### WRITTEN PROBLEM:
Continue the forum thread on Data Vault 2.0 modeling from where it stops.

### SELECTED PASSAGE:
----------------

Modelling Question on DV2.0

We are doing a POC using DV 2.0 , Please advise.

1)Can I have only one HUBKEY with dependent child in LINK table?

The reason I was asking is we can have Multiple instance of same policynumber (Policynumber is HUBKEY) in our source system like example below , The POLICYGUID is PK in source system but Policynumber is a businesskey,

In this case ,Is it right practice to implement in DV2.0 to have a LINK table with just one Policy HUBKEY and PolicyGUID as dependent child and SAT table associated with link table.

|PolicyGUID|Policynumber|
|20069AE4-9F4B-473E-BB5F-000023037A66|P1|
|1F64B9D5-74DD-B960-765D-0000E9731009|P1|
|33CF0E52-F3DA-D63E-A699-000328EAFEF4|P1|
|B58875F9-5455-1484-0C3C-000A640A6C71|P1|
|0A8BBA6C-50F4-48AD-B677-000FC8BEBAF2|P2|
|AF00A2C1-6401-4802-83C2-0018CE93C143|P2|

  1. Are Satellite table used to track the history for HUBS or LINK? Can we have dependent child in SATELLITE table and track the history for combination of HUB and dependent child in SAT table

I think if you scroll through the forum you’ll find the answers to your questions :grinning:

These have been asked for sure

I see few posts on Dependent child on LINK tables where they have multiple hash keys Plus Link dependent child, but my case having only one hash key plus dependent child. Do you see its right approach to have one hash key plus dependent child in LINK table.

Nope, never
Peg legged links are not best practice

Thanks @patrickcuba .keeping POLICYGUID in Satellite, ,Are we allowed to keep track history on HUB Key plus POLICYGUID? we are using wherescape for DV which allows only track history either on HUB or LINK, but In this case we need track on POLICYGUID and POLICYNUMBER… Any suggestions would be appreciated.

Thanks

Hello preddy!

  1. Yes you can have the dependent child in a link structure. This will allow you to track history of which dependent child that exists over time. Just connect an effectivity sat to the link.
  2. Tracking history and existance of a business key or combination of business keys needs a hub or a link. There is no other way to track this in dv.
    Please be very careful using wherescape, it is very limited then your models are growing. Please look for alternative to wherescape, otherwise your project wont scale.

Hi Preddy,

Did you ever figure this out?

I’m new to DV and also trying to resolve whether I can use dependent child keys to track uniqueness within a HUB SAT (as opposed to a LINK SAT) so as to avoid using a Pegged leg LINK.

In my scenario we have a WorksOrder which is an instruction from our organisation to a Contractor for works to be completed. This is a business concept and will be tracked in a HUB. There are also Works Order Lines, with Works Order Line IDs (degenerate dimension), which include the types of work required under the Works Order, and I plan to put the Works Order Line ID in the LINK as a dependent child and have a separate LINK SAT tracking any changes at the Line level (e.g a variation to the cost of the line)

----------------

### PROVIDED RECORDS:
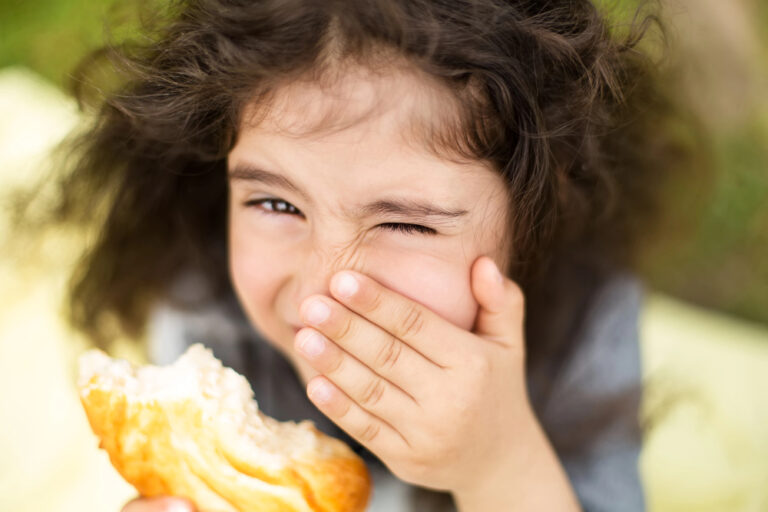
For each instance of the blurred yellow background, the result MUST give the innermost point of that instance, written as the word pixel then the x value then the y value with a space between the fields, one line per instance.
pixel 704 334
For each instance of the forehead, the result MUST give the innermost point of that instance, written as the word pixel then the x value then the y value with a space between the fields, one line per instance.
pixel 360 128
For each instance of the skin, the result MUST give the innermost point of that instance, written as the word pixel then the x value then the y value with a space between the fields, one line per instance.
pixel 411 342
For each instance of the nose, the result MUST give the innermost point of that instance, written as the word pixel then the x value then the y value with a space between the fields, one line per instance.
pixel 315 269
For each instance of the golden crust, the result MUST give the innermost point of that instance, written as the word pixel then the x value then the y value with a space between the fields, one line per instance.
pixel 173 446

----------------

### THE REPLY:
The Works Order can have multiple statuses applied which are actually events that occur in the completion of the Works Order (e.g Order issued, Appointment booked, Appointment Changed, operative On site, Works Complete). These Statuses are held in a Status table. Along with a few other fields there is a Works Order ID field, a status ID field and a Status History ID (PK) (plus Status Date, UserID, etc). As a status can be applied more than once and possibly successively (I need to be able to count instances of the statuses) I want to track the unique combination of Works Order ID, Status ID and Status History ID. I could do this in a HUB but I’m not 100% sure this constitutes a business concept on its own (even though these are events).

So, I was thinking of having a HUB for Works Order and then having a HUB SAT which included the HUB_WorksOrder, the Status ID, the Status History ID and Load Date as a composite primary key in the SQL table.

I’m not 100% sure that the Status History table is purely transactional yet (new table) but if changes can occur to the Status History rows then the HUB_WorksOrder, Status ID and Status History ID could be used as a key to track changes over time.

So, can I use the HUB_WorksOrder, Status ID and Status History ID as a key to track uniqueness within a HUB SAT? Or should that concept become a HUB itself? Or, an alternative method?

Any help would be greatly appreciated.

Thanks in advance.

Carl

1 Like

This seems similar to a Purchase Order (PO) with multiple line items (each line being for a different item + quantity) – do I understand that correctly? In this case, I would have one business concept of a Purchase Order (bk = PO Number) and a second business concept of a Product/Item (bk = Item Number). The PO line item would be a link between the 2 business concepts (associating a particular occurrence of a purchase order with a particular item) and a satellite off the link would have the quantity, etc. associated with that one purchase order line item. If you need to track the status of that line item, there would be an effectivity satellite off the link satellite; if only the status of the overall Purchase Order needs to be tracked then the effectivity satellite would be off the Purchase Order hub.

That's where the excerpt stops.